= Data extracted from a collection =
________________

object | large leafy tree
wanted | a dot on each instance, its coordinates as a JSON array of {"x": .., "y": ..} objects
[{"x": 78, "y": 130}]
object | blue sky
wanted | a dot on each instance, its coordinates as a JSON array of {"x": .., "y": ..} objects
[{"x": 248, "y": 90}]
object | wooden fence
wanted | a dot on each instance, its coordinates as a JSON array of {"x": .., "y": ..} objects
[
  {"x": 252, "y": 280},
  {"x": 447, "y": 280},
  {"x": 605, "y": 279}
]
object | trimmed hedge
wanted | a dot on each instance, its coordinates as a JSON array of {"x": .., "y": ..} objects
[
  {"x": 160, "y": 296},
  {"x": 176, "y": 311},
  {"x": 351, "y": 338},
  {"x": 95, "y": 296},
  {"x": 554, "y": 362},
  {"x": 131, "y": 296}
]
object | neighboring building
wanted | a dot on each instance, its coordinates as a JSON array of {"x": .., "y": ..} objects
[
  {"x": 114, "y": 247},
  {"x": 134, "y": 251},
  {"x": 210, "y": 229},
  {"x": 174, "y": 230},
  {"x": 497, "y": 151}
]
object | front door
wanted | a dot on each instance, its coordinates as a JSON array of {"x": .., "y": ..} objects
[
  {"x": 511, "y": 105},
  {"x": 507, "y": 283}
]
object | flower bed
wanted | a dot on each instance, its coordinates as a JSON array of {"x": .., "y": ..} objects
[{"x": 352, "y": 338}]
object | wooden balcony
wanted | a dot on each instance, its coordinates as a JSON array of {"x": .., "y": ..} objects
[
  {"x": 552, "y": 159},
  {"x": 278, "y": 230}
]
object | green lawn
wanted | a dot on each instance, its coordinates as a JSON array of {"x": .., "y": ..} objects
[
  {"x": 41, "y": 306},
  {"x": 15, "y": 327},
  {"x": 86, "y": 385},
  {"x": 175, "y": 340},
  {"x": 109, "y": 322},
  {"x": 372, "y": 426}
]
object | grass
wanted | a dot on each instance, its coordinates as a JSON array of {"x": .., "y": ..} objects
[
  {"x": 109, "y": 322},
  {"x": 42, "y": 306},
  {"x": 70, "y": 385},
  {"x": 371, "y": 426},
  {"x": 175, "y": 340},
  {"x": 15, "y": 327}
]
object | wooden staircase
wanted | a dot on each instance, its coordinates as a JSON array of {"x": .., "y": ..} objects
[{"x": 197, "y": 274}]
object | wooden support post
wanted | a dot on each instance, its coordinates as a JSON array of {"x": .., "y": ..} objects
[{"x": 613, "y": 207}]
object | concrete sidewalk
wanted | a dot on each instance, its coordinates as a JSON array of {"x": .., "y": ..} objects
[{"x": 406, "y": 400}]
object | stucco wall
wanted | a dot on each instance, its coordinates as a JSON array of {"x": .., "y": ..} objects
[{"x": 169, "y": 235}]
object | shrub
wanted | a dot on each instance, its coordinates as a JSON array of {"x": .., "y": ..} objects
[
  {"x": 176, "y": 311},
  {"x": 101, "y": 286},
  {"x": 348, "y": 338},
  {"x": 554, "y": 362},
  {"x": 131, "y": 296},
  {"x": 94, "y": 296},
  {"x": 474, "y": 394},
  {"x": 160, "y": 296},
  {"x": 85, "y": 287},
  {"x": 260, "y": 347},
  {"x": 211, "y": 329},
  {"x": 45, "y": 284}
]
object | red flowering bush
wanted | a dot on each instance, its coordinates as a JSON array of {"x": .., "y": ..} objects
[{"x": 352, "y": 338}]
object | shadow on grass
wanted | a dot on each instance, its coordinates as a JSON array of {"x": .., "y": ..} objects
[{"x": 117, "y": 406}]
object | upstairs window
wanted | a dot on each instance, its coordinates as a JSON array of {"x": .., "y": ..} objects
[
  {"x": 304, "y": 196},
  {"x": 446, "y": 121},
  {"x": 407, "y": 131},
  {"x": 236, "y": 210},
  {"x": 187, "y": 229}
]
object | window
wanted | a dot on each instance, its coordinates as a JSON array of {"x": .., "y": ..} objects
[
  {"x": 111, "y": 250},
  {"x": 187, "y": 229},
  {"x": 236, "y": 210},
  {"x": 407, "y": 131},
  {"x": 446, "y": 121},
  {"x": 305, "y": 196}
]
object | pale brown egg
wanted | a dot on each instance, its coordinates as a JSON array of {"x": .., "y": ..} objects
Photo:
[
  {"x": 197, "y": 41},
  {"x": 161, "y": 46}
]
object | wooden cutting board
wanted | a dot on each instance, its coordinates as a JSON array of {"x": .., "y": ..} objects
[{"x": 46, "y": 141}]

________________

Without leaving anything out, give the entries again exactly.

object | large leafy tree
wanted | a dot on each instance, its coordinates as a JSON array of {"x": .., "y": ..} objects
[{"x": 78, "y": 130}]
object | blue sky
wanted | a dot on each instance, its coordinates as a JSON array of {"x": .., "y": ..} objects
[{"x": 248, "y": 90}]
object | wooden fence
wanted | a dot on each instance, its coordinates as a JSON array of {"x": .., "y": ..} objects
[
  {"x": 252, "y": 280},
  {"x": 447, "y": 280},
  {"x": 605, "y": 279}
]
object | trimmed hedge
wanted | a dot on each instance, its coordinates as a JSON array of {"x": .., "y": ..} objects
[
  {"x": 160, "y": 296},
  {"x": 176, "y": 311},
  {"x": 351, "y": 338},
  {"x": 95, "y": 296},
  {"x": 554, "y": 362},
  {"x": 131, "y": 296}
]
object | neighboring building
wanted | a dot on each instance, its coordinates as a JSON array of {"x": .., "y": ..} objects
[
  {"x": 114, "y": 247},
  {"x": 134, "y": 251},
  {"x": 210, "y": 229},
  {"x": 174, "y": 230},
  {"x": 497, "y": 151}
]
object | front door
wanted | a dot on each instance, its coordinates as a JSON array of {"x": .., "y": ..} objects
[
  {"x": 511, "y": 105},
  {"x": 507, "y": 283}
]
object | flower bed
wanted | a dot on each instance, its coordinates as a JSON array of {"x": .., "y": ..} objects
[{"x": 352, "y": 338}]
object | wooden balcony
wanted | a dot on each instance, its coordinates as a JSON array of {"x": .., "y": ..} objects
[
  {"x": 552, "y": 159},
  {"x": 278, "y": 230}
]
object | green lawn
wanted | a dot on each instance, its coordinates as a JSON array of {"x": .., "y": ..} objects
[
  {"x": 41, "y": 306},
  {"x": 15, "y": 327},
  {"x": 86, "y": 385},
  {"x": 175, "y": 340},
  {"x": 109, "y": 322},
  {"x": 372, "y": 426}
]
object | grass
wanted | a dot on each instance, its coordinates as a JSON array of {"x": .., "y": ..} objects
[
  {"x": 109, "y": 322},
  {"x": 42, "y": 306},
  {"x": 70, "y": 385},
  {"x": 371, "y": 426},
  {"x": 175, "y": 340},
  {"x": 15, "y": 327}
]
object | wooden staircase
wanted | a dot on each instance, its coordinates as a JSON array of {"x": .., "y": ..} objects
[{"x": 197, "y": 274}]
object | wooden support post
wanted | a dot on each instance, its coordinates as a JSON array of {"x": .., "y": ..} objects
[{"x": 613, "y": 207}]
object | concrete sidewalk
wanted | a dot on each instance, its coordinates as a JSON array of {"x": .., "y": ..} objects
[{"x": 406, "y": 400}]
object | stucco wall
wanted | a dot on each instance, its coordinates as a JSON array of {"x": .., "y": ..} objects
[{"x": 169, "y": 235}]
object | shrub
wanted | a dot on each instance, its coordinates as a JSON array of {"x": .., "y": ..} objects
[
  {"x": 176, "y": 311},
  {"x": 101, "y": 286},
  {"x": 348, "y": 338},
  {"x": 554, "y": 362},
  {"x": 131, "y": 296},
  {"x": 94, "y": 296},
  {"x": 474, "y": 394},
  {"x": 160, "y": 296},
  {"x": 85, "y": 287},
  {"x": 260, "y": 347},
  {"x": 211, "y": 329},
  {"x": 45, "y": 284}
]
object | red flowering bush
wanted | a dot on each instance, its coordinates as a JSON array of {"x": .., "y": ..} objects
[{"x": 352, "y": 338}]
object | shadow on grass
wanted | a dot on each instance, its coordinates as a JSON array of {"x": .., "y": ..} objects
[{"x": 117, "y": 406}]
object | upstairs window
wanted | a dot on each instance, its coordinates as a JSON array of {"x": .., "y": ..} objects
[
  {"x": 304, "y": 196},
  {"x": 446, "y": 121},
  {"x": 407, "y": 131},
  {"x": 236, "y": 210},
  {"x": 187, "y": 229}
]
object | window
wanted | a dot on each instance, its coordinates as a JSON array of {"x": .., "y": ..} objects
[
  {"x": 111, "y": 250},
  {"x": 187, "y": 229},
  {"x": 236, "y": 210},
  {"x": 407, "y": 131},
  {"x": 446, "y": 121},
  {"x": 305, "y": 196}
]
object | pale brown egg
wanted | a dot on each instance, its coordinates as a JSON array of {"x": .., "y": ..} objects
Photo:
[
  {"x": 197, "y": 41},
  {"x": 161, "y": 46}
]
object | wooden cutting board
wanted | a dot on each instance, its coordinates as a JSON array of {"x": .., "y": ..} objects
[{"x": 46, "y": 141}]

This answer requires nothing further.